WHAT YOU WILL DO. If a line in the entries contains the word "mouth", list it.

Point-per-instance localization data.
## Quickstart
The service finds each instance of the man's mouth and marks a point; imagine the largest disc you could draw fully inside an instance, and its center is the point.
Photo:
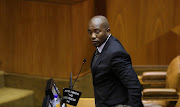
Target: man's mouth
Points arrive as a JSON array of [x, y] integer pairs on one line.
[[94, 42]]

OUTPUT OF THE EXERCISE.
The service finds each instance of the man's mouth and marks a point; imagine the largest disc you could draw fully inside an instance, and its center is the point.
Target: man's mouth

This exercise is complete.